== Goal ==
Starting at the line that holds "Return one point per instance of the building", copy every line exactly through the end of the data, and no others.

== Data supplied ==
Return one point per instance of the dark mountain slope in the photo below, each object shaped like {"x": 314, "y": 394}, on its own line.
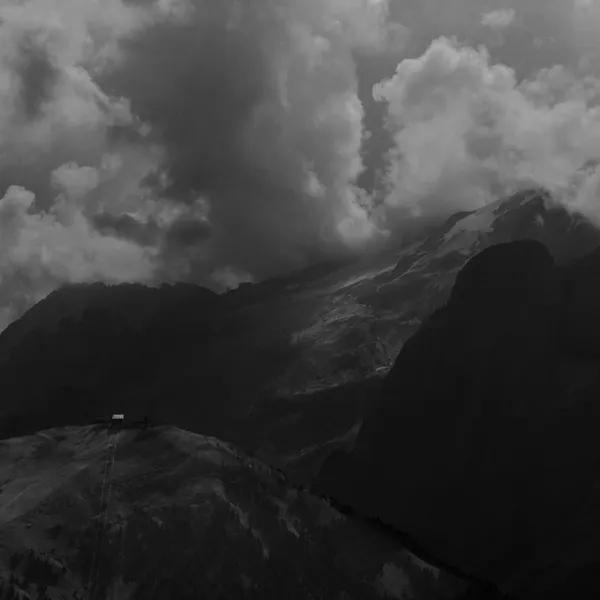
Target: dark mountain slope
{"x": 184, "y": 516}
{"x": 219, "y": 365}
{"x": 483, "y": 442}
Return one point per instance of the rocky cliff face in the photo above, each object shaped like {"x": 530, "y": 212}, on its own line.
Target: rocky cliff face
{"x": 483, "y": 440}
{"x": 165, "y": 513}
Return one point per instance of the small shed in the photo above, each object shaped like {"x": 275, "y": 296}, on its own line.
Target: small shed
{"x": 117, "y": 420}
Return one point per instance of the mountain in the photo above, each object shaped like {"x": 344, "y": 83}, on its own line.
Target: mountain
{"x": 438, "y": 387}
{"x": 165, "y": 513}
{"x": 483, "y": 440}
{"x": 261, "y": 365}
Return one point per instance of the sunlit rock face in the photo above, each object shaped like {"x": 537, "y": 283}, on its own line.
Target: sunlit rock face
{"x": 169, "y": 514}
{"x": 482, "y": 441}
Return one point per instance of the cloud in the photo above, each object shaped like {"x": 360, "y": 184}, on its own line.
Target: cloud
{"x": 156, "y": 140}
{"x": 224, "y": 142}
{"x": 40, "y": 251}
{"x": 498, "y": 19}
{"x": 466, "y": 131}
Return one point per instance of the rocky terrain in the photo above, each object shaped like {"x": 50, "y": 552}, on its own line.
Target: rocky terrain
{"x": 482, "y": 442}
{"x": 478, "y": 444}
{"x": 263, "y": 362}
{"x": 164, "y": 513}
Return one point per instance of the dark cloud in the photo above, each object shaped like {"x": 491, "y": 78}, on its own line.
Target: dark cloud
{"x": 37, "y": 77}
{"x": 126, "y": 227}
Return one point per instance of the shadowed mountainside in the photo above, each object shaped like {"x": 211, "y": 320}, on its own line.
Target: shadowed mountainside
{"x": 170, "y": 514}
{"x": 483, "y": 440}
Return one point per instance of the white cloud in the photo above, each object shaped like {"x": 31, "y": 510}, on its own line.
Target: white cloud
{"x": 498, "y": 19}
{"x": 466, "y": 131}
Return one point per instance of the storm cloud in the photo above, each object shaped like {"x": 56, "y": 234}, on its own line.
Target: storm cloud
{"x": 219, "y": 142}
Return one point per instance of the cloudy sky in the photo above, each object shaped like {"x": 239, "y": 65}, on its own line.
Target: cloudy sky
{"x": 216, "y": 141}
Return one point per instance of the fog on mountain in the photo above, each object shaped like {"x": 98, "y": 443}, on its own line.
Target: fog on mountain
{"x": 298, "y": 299}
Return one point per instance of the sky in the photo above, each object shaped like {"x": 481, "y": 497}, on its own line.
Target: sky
{"x": 221, "y": 141}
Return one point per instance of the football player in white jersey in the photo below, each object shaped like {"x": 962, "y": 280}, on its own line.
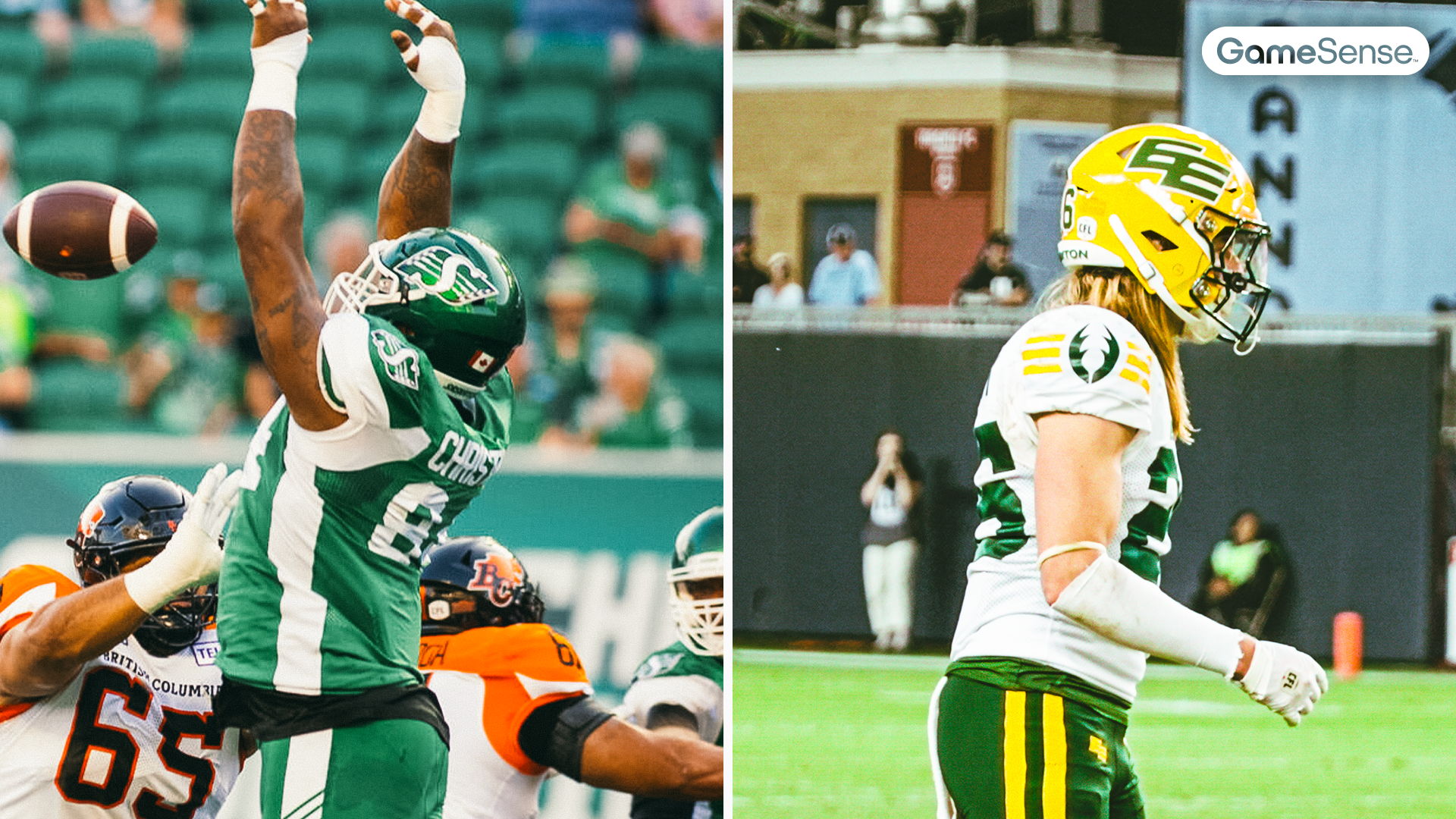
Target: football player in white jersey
{"x": 1078, "y": 431}
{"x": 520, "y": 706}
{"x": 107, "y": 689}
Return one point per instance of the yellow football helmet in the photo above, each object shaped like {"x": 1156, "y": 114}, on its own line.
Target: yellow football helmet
{"x": 1177, "y": 209}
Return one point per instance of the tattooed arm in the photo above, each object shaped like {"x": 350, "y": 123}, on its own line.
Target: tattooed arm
{"x": 417, "y": 188}
{"x": 268, "y": 226}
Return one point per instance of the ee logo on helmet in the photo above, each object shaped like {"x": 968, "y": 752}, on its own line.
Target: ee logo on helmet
{"x": 1183, "y": 165}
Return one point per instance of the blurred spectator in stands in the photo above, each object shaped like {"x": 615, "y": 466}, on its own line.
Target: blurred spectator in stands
{"x": 889, "y": 541}
{"x": 699, "y": 22}
{"x": 631, "y": 219}
{"x": 747, "y": 276}
{"x": 846, "y": 278}
{"x": 780, "y": 292}
{"x": 164, "y": 20}
{"x": 1245, "y": 575}
{"x": 49, "y": 20}
{"x": 564, "y": 346}
{"x": 341, "y": 245}
{"x": 635, "y": 407}
{"x": 993, "y": 279}
{"x": 184, "y": 372}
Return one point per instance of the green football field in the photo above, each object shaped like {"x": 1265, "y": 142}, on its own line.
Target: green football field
{"x": 824, "y": 736}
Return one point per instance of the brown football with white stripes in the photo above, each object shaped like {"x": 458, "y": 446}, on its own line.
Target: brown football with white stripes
{"x": 80, "y": 229}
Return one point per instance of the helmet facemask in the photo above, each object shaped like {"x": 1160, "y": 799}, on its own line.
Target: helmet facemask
{"x": 698, "y": 602}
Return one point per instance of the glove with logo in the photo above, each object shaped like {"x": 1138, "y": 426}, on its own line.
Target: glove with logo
{"x": 1285, "y": 679}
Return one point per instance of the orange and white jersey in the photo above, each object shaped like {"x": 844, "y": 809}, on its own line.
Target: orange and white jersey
{"x": 488, "y": 681}
{"x": 131, "y": 736}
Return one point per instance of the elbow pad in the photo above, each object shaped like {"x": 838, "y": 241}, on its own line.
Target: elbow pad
{"x": 1122, "y": 607}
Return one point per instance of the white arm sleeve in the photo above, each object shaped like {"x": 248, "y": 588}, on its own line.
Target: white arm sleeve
{"x": 1122, "y": 607}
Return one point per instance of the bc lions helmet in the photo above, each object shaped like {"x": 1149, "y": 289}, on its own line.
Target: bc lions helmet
{"x": 126, "y": 525}
{"x": 696, "y": 579}
{"x": 473, "y": 583}
{"x": 1177, "y": 209}
{"x": 450, "y": 293}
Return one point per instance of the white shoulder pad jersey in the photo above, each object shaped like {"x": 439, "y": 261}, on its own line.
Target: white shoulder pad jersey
{"x": 131, "y": 736}
{"x": 1085, "y": 360}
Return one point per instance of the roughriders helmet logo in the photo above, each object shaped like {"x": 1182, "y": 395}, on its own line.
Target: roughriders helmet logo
{"x": 1094, "y": 353}
{"x": 449, "y": 276}
{"x": 1183, "y": 165}
{"x": 500, "y": 577}
{"x": 946, "y": 148}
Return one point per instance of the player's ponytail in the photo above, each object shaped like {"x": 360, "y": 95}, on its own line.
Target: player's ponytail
{"x": 1119, "y": 290}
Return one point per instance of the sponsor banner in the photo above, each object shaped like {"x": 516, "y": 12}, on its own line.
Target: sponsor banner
{"x": 1351, "y": 171}
{"x": 1036, "y": 180}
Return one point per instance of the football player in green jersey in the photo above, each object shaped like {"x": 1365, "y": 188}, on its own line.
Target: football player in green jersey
{"x": 680, "y": 689}
{"x": 395, "y": 411}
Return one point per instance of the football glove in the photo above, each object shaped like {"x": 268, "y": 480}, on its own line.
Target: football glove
{"x": 194, "y": 554}
{"x": 1285, "y": 679}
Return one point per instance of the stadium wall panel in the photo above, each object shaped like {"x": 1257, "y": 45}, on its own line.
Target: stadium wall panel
{"x": 1335, "y": 444}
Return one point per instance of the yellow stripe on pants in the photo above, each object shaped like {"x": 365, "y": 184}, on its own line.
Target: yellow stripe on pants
{"x": 1055, "y": 752}
{"x": 1014, "y": 755}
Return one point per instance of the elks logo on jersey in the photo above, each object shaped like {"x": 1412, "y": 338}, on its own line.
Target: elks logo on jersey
{"x": 1092, "y": 353}
{"x": 400, "y": 363}
{"x": 449, "y": 276}
{"x": 1183, "y": 167}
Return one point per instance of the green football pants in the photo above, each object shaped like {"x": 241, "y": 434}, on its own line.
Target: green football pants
{"x": 384, "y": 770}
{"x": 1027, "y": 755}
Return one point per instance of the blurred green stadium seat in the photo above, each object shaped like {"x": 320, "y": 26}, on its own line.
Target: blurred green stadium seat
{"x": 194, "y": 104}
{"x": 520, "y": 224}
{"x": 677, "y": 66}
{"x": 692, "y": 343}
{"x": 67, "y": 153}
{"x": 335, "y": 107}
{"x": 557, "y": 112}
{"x": 354, "y": 52}
{"x": 220, "y": 52}
{"x": 76, "y": 395}
{"x": 577, "y": 64}
{"x": 114, "y": 57}
{"x": 685, "y": 115}
{"x": 180, "y": 158}
{"x": 104, "y": 102}
{"x": 15, "y": 99}
{"x": 20, "y": 53}
{"x": 185, "y": 215}
{"x": 546, "y": 169}
{"x": 324, "y": 162}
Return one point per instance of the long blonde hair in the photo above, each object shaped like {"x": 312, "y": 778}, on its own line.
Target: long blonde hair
{"x": 1119, "y": 290}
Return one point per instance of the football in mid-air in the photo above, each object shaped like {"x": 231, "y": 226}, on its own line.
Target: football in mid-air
{"x": 80, "y": 229}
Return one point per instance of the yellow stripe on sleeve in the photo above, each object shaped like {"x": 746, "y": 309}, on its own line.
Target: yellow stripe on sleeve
{"x": 1055, "y": 754}
{"x": 1014, "y": 755}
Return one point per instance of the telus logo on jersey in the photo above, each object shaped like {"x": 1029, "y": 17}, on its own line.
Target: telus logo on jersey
{"x": 465, "y": 461}
{"x": 1094, "y": 353}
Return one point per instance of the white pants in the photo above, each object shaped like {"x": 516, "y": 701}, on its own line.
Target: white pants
{"x": 887, "y": 592}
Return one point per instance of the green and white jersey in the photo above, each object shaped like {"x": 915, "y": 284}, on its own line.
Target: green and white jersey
{"x": 321, "y": 575}
{"x": 1075, "y": 359}
{"x": 677, "y": 676}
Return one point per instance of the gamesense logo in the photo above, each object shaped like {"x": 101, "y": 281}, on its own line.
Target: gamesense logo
{"x": 1315, "y": 50}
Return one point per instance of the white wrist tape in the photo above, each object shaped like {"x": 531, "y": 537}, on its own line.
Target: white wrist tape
{"x": 158, "y": 582}
{"x": 441, "y": 74}
{"x": 275, "y": 74}
{"x": 1122, "y": 607}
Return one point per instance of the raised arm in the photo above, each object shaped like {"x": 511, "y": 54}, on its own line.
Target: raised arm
{"x": 268, "y": 216}
{"x": 417, "y": 188}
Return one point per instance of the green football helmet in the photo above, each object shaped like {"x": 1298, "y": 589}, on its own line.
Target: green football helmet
{"x": 696, "y": 579}
{"x": 450, "y": 293}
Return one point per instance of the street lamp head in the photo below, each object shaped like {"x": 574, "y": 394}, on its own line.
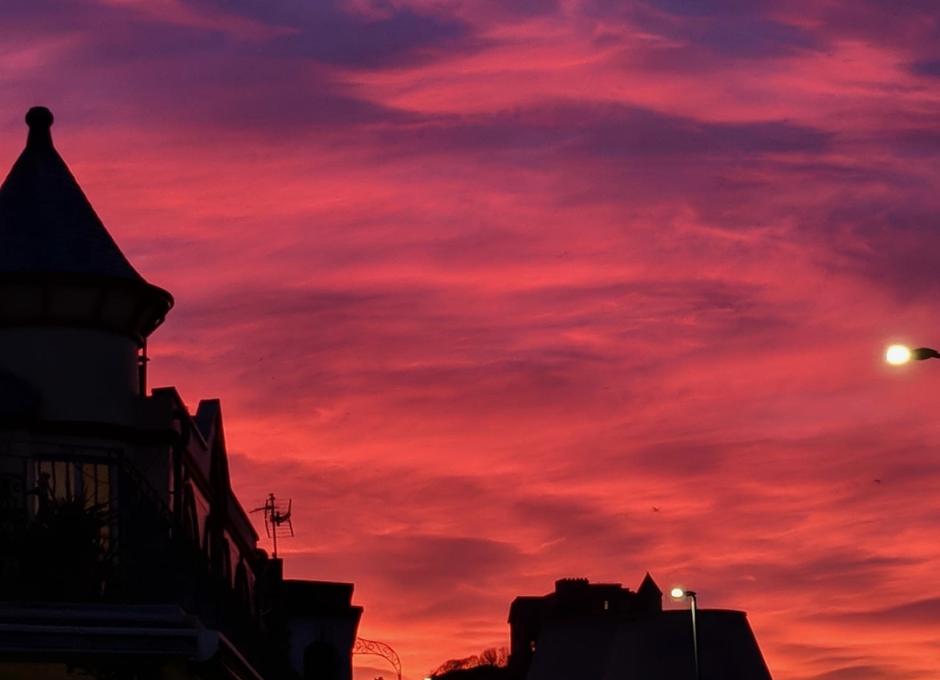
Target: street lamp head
{"x": 896, "y": 355}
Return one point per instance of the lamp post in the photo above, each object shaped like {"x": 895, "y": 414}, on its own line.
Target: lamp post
{"x": 897, "y": 355}
{"x": 681, "y": 594}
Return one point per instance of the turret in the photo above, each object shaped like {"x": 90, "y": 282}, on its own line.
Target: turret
{"x": 74, "y": 314}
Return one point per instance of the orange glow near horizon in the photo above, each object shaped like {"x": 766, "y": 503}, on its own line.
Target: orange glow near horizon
{"x": 480, "y": 285}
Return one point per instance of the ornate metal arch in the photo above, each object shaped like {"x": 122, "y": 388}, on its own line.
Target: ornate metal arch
{"x": 376, "y": 648}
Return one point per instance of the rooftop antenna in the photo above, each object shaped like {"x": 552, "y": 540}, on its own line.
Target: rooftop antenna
{"x": 277, "y": 520}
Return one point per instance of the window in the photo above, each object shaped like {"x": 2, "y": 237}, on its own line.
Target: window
{"x": 88, "y": 481}
{"x": 67, "y": 480}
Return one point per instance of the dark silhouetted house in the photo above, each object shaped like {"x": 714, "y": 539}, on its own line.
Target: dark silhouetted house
{"x": 123, "y": 550}
{"x": 600, "y": 631}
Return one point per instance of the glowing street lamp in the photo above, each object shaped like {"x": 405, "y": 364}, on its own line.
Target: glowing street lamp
{"x": 681, "y": 594}
{"x": 897, "y": 355}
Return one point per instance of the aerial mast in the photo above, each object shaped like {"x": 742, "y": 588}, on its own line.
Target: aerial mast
{"x": 277, "y": 521}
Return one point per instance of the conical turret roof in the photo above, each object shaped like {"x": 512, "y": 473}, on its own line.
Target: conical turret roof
{"x": 47, "y": 225}
{"x": 58, "y": 264}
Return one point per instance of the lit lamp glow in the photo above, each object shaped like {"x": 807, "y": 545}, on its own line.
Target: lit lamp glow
{"x": 897, "y": 355}
{"x": 681, "y": 594}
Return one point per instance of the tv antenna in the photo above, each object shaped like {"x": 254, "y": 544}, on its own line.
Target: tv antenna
{"x": 277, "y": 520}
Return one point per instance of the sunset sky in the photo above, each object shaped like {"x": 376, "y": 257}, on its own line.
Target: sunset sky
{"x": 480, "y": 282}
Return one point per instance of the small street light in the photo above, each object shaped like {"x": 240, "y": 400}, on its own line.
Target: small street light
{"x": 897, "y": 355}
{"x": 681, "y": 594}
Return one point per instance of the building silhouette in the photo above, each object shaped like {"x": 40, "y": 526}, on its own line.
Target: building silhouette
{"x": 604, "y": 631}
{"x": 124, "y": 552}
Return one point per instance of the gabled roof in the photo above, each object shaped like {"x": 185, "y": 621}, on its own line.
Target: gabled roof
{"x": 47, "y": 225}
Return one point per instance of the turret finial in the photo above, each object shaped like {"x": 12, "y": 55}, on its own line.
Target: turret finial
{"x": 39, "y": 119}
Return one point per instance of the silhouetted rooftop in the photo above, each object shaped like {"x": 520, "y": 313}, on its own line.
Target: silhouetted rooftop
{"x": 47, "y": 225}
{"x": 658, "y": 647}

== Exercise solution ==
Return one point per instance of the building silhouette in the photo above, each object shaped like {"x": 40, "y": 526}, on its own line.
Target: building silhouette
{"x": 604, "y": 631}
{"x": 124, "y": 552}
Return one point per instance of the gabled roof in the photo above, each object shaped like {"x": 185, "y": 621}, on its own line.
Target: gabled roof
{"x": 47, "y": 225}
Return one point per instance of the turret finial in the photo above, each object shaped like {"x": 12, "y": 55}, on its own line.
Target: turret finial
{"x": 39, "y": 119}
Return one point per instance of the silhouetted rooftop in the photo above, each object shaped like {"x": 520, "y": 313}, on its own line.
Target: silhouetted rooftop
{"x": 47, "y": 225}
{"x": 658, "y": 647}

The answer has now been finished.